## Document section:
——
(p. A1) Never one to shy away from a fight, Elizabeth Warren had found a new sparring partner. She had only recently started teaching at the University of Texas School of Law, but her colleague Calvin H. Johnson already knew her well enough to brace for a lively exchange as they commuted to work.
Indeed, on this morning in 1981, Ms. Warren again wanted to debate, this time arguing on the side of giant utilities over their customers.
Her position was “savagely anti-consumer,” Mr. Johnson recalled recently, adding that it wasn’t unusual for her to espouse similar pro-business views on technical legal issues.
Then something changed. He calls it Ms. Warren’s “road to Damascus” moment.
“She started flipping — ‘I’m pro-consumer,’” Mr. Johnson said.
That something, as Ms. Warren often tells the story, was her deepening academic research into consumer bankruptcy, its causes, and lenders’ efforts to restrict it. Through the 1980s, the work took her to courthouses across the country. There, she said in a recent interview, she found not only the dusty bankruptcy files she had gone looking for but heart-wrenching scenes she hadn’t imagined — average working Americans, tearful and humiliated, admitting they were failures:
(p. A10) “People dressed in their Sunday best, hands shaking, women clutching a handful of tissues, trying to stay under control. Big beefy men whose faces were red and kept wiping their eyes, who showed up in court to declare themselves losers in the great American game of life.”
. . .
The revelations from her bankruptcy research, by her account, became the seeds of her worldview, laid out in her campaign plans for everything from a new tax on the wealthiest Americans to a breakup of the big technology companies.
. . .
In 1979, Ms. Warren recruited her parents from her native Oklahoma to her home in the Houston suburbs to help babysit her two young children.
——
Excerpts from point annotation data:
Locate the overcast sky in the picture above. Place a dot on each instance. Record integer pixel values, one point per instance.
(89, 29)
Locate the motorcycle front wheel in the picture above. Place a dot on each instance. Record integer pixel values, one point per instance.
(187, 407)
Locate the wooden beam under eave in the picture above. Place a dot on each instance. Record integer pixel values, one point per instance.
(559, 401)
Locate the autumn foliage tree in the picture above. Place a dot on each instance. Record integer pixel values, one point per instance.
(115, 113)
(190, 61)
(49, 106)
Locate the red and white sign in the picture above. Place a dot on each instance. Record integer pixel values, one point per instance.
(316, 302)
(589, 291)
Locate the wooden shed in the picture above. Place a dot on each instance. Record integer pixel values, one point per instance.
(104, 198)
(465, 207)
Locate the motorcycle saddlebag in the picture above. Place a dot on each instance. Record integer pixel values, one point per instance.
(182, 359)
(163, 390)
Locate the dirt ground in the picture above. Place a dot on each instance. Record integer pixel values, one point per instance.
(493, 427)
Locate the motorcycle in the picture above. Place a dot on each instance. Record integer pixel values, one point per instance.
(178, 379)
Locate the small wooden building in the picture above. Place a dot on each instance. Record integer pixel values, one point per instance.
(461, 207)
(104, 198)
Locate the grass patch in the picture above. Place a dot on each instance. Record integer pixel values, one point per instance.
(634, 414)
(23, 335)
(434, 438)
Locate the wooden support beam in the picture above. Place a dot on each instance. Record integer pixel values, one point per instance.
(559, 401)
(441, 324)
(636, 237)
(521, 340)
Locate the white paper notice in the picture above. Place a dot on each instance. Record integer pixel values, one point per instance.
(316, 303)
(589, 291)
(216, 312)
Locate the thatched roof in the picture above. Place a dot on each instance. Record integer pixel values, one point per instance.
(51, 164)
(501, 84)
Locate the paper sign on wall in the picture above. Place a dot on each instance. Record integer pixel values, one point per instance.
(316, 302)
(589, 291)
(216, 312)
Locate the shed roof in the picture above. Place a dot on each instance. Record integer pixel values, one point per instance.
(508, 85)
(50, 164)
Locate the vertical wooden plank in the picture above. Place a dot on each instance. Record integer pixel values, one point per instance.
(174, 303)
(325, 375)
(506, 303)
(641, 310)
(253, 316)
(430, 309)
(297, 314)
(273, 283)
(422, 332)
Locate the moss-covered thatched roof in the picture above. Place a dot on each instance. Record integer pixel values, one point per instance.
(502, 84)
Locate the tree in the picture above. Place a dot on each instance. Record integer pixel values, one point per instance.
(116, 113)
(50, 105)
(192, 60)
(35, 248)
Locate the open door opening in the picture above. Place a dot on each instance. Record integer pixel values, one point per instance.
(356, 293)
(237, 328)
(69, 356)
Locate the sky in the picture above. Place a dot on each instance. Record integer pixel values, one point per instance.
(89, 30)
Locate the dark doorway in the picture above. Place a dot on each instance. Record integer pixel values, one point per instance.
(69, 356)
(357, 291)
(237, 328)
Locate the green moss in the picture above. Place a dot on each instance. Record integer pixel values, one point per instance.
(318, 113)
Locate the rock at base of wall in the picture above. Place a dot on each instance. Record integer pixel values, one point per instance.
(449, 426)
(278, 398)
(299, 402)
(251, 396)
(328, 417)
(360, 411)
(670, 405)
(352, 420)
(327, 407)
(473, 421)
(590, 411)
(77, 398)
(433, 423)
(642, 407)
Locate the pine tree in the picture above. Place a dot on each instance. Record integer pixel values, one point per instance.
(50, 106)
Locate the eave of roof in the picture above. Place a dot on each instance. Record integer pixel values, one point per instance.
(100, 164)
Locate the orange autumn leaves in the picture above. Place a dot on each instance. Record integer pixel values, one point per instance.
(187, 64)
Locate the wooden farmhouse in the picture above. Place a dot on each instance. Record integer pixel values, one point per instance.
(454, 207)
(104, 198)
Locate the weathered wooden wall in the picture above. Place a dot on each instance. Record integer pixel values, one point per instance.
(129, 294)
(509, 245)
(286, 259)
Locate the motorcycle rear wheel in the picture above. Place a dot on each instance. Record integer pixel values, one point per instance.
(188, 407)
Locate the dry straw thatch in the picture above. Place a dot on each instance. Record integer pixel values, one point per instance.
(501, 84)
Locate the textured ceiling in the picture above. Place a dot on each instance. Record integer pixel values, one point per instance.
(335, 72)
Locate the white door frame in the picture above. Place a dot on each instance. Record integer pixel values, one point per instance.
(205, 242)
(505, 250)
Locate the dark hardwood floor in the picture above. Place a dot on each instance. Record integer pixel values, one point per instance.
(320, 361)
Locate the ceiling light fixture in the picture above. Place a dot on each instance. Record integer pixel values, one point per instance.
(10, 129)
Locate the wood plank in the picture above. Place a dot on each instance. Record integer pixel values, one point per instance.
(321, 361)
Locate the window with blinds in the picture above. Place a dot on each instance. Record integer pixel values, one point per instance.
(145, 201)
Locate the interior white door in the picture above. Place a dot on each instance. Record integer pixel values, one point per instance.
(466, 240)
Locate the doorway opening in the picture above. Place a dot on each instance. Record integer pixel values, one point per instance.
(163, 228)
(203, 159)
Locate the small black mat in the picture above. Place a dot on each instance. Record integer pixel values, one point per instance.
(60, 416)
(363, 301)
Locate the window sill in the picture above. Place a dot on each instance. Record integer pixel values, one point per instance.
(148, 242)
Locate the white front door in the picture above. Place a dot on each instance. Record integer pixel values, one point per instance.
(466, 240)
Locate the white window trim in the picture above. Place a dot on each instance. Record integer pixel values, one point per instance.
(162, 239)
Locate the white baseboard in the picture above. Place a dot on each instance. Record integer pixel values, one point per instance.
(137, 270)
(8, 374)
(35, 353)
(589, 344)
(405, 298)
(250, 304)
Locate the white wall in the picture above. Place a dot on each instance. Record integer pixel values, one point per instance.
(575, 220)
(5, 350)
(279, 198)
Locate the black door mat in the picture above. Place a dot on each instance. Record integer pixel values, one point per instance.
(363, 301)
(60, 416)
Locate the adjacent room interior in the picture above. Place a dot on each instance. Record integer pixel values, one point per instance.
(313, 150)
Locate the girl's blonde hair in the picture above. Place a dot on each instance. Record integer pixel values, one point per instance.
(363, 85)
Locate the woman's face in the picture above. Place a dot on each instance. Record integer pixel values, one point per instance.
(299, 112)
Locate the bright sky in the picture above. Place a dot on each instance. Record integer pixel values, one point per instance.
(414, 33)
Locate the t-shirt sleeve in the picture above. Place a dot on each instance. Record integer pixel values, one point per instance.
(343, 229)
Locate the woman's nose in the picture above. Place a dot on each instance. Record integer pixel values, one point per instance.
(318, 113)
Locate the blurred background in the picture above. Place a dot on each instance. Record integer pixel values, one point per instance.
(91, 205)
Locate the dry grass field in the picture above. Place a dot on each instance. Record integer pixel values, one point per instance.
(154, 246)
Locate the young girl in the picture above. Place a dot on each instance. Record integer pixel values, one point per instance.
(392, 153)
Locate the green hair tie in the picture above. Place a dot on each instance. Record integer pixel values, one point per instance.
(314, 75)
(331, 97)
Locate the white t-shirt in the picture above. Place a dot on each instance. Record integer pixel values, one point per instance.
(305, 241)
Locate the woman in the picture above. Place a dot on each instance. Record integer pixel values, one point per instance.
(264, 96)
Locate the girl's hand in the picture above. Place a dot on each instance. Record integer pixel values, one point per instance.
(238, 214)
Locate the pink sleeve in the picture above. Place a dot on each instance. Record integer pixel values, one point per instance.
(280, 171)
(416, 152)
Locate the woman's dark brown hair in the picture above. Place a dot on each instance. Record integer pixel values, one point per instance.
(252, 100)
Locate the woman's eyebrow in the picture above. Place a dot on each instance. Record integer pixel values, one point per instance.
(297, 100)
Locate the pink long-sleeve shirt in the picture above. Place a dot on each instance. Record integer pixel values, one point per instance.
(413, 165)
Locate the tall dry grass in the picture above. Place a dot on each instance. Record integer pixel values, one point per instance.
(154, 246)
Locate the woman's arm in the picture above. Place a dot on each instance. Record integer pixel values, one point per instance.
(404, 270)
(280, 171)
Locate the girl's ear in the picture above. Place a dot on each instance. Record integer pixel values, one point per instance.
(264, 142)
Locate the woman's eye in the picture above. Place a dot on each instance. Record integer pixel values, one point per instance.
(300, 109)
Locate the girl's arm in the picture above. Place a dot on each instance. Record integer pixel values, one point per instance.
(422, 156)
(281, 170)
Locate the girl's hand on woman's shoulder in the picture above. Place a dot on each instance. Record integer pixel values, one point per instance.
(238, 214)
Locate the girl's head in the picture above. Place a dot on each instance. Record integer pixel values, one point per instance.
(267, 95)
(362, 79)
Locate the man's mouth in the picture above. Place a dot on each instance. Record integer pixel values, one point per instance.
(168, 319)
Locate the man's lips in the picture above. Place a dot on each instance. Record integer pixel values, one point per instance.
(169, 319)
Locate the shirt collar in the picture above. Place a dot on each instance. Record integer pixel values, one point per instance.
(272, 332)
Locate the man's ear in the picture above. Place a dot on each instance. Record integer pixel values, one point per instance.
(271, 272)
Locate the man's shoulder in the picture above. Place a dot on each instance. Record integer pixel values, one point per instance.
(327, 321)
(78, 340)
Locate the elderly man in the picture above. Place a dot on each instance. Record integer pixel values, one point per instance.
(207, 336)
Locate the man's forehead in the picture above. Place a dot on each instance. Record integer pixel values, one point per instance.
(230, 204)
——
## Work to be completed:
Carry on the article about Elizabeth Warren's shift to pro-consumer views, starting after its last sentence. The records have nothing to do with the article.

## Output of the task:
Then a professor at the University of Houston, she would be spending several weeks at a luxury resort near Miami, one of 22 law professors selected to study an increasingly popular discipline known as “law and economics.’’ One of its central ideas is that markets perform more efficiently than courts.
Mr. Johnson, Ms. Warren’s former Texas commuting partner, believes that it was an important influence on her early thinking.
“Before Liz converted, she came to us from the decidedly anti-government side of law and economics,” he said.
The summer retreat was colloquially known as a “Manne camp,” after its organizer, the libertarian legal scholar Henry G. Manne. With financial support from industry and conservative foundations, Mr. Manne had formed a Law and Economics Center at the University of Miami. (He would later move operations to Emory University and then to George Mason University.)
The mission of the retreat was to spread the gospel of free-market microeconomics among law professors. One participant, John Price, a former dean of the law school at the University of Washington, described it as “sort of pure proselytizing on the part of dedicated, very conservative law and economics folks,” with an emphasis on an anti-regulatory agenda. One faculty member, he recalled, suggested eliminating the Consumer Product Safety Commission.
. . .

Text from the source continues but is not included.